───── Entries provided

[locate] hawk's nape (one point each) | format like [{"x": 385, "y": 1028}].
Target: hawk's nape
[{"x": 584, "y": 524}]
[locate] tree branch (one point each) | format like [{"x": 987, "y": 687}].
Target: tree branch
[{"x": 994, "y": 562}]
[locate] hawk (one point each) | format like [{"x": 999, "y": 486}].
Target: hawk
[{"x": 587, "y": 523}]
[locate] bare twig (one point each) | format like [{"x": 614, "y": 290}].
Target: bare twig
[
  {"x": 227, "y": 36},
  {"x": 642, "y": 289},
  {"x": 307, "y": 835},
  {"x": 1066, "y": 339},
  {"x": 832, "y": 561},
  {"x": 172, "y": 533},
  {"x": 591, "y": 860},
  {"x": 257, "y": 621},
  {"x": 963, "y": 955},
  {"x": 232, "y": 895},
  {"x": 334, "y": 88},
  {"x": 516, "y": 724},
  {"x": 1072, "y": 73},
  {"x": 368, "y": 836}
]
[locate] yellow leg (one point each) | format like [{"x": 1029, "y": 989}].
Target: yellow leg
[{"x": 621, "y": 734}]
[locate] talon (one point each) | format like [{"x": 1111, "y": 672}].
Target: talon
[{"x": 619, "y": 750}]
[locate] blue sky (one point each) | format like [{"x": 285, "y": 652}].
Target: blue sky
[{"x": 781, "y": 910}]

──────────
───── Entries provided

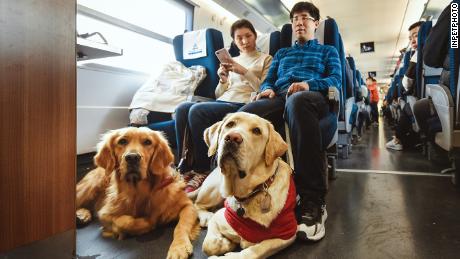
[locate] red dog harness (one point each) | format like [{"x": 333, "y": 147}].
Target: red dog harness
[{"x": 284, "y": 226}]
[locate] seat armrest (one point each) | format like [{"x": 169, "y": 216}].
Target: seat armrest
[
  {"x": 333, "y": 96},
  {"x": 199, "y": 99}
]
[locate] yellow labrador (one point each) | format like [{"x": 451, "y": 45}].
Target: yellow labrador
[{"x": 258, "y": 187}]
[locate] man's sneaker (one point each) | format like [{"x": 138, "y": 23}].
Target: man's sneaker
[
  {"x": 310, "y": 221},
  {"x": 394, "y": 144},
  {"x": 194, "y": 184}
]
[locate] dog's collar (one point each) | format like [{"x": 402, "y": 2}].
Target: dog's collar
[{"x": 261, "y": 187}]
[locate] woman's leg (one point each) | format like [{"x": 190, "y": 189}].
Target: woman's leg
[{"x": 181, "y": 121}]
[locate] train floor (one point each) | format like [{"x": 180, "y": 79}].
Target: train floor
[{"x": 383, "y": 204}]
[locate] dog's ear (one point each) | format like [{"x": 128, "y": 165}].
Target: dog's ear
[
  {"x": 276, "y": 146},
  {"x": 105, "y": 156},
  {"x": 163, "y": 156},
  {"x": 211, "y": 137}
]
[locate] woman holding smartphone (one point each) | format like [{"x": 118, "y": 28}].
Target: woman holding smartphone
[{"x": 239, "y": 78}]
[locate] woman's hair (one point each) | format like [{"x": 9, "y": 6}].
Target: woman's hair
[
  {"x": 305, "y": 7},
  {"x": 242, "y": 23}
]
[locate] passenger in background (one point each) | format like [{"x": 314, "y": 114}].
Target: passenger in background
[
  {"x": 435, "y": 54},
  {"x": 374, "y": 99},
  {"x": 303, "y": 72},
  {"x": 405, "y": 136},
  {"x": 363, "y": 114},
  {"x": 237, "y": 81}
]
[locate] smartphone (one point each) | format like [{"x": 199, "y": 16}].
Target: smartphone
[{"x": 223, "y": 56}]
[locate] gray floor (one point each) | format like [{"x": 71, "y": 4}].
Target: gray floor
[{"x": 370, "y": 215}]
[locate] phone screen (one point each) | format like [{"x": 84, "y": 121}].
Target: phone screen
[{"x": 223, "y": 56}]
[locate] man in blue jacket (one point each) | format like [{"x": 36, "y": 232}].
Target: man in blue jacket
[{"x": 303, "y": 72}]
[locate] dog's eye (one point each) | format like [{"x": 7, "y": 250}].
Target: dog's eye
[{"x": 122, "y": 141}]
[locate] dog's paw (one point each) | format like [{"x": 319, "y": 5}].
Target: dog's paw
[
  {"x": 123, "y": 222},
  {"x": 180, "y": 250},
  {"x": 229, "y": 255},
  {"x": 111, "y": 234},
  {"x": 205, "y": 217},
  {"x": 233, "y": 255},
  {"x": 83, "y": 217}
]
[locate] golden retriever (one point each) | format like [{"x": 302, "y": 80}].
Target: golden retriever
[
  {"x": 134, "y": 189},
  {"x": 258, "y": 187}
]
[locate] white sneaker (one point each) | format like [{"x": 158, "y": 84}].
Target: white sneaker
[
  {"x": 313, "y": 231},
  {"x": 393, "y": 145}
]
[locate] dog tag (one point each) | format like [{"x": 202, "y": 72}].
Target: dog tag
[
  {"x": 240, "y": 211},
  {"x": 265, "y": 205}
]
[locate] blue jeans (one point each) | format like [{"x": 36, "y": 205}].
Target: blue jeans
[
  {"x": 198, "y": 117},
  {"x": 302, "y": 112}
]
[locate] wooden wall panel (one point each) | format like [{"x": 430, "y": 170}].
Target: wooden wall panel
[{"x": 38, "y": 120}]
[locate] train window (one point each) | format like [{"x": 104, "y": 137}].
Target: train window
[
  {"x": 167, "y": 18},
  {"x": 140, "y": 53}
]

──────────
───── Entries provided

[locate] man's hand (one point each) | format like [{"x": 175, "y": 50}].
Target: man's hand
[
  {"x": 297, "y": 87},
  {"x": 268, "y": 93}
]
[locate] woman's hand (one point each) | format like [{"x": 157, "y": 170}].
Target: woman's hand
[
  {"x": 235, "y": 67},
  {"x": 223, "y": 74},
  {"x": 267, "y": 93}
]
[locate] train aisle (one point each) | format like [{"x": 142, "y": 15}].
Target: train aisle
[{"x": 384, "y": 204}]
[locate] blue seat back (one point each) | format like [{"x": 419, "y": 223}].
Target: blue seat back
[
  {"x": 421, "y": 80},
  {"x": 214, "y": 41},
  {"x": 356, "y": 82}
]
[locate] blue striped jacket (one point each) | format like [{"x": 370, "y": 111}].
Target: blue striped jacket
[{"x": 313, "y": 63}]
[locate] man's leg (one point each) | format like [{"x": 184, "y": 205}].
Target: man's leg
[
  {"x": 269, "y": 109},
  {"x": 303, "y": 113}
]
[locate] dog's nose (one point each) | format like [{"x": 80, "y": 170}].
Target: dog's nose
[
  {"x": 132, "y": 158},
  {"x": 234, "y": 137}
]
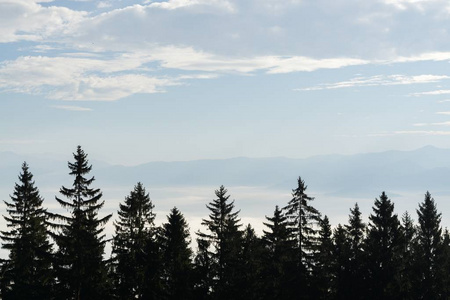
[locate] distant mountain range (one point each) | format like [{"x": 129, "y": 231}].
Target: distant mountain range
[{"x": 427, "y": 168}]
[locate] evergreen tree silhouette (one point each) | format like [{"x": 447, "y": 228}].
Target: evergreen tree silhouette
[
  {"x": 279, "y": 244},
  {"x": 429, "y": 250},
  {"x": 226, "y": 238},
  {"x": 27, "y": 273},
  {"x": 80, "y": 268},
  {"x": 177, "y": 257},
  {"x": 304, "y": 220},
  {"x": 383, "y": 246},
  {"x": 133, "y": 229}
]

──────────

__The problem__:
Find every row above that contains the word "yellow", and copy each of those lines in full.

__Task answer__:
[locate] yellow leg (one point each) | format like [{"x": 1029, "y": 989}].
Target: yellow leg
[locate] yellow labrador (one point each) | format like [{"x": 451, "y": 45}].
Target: yellow labrador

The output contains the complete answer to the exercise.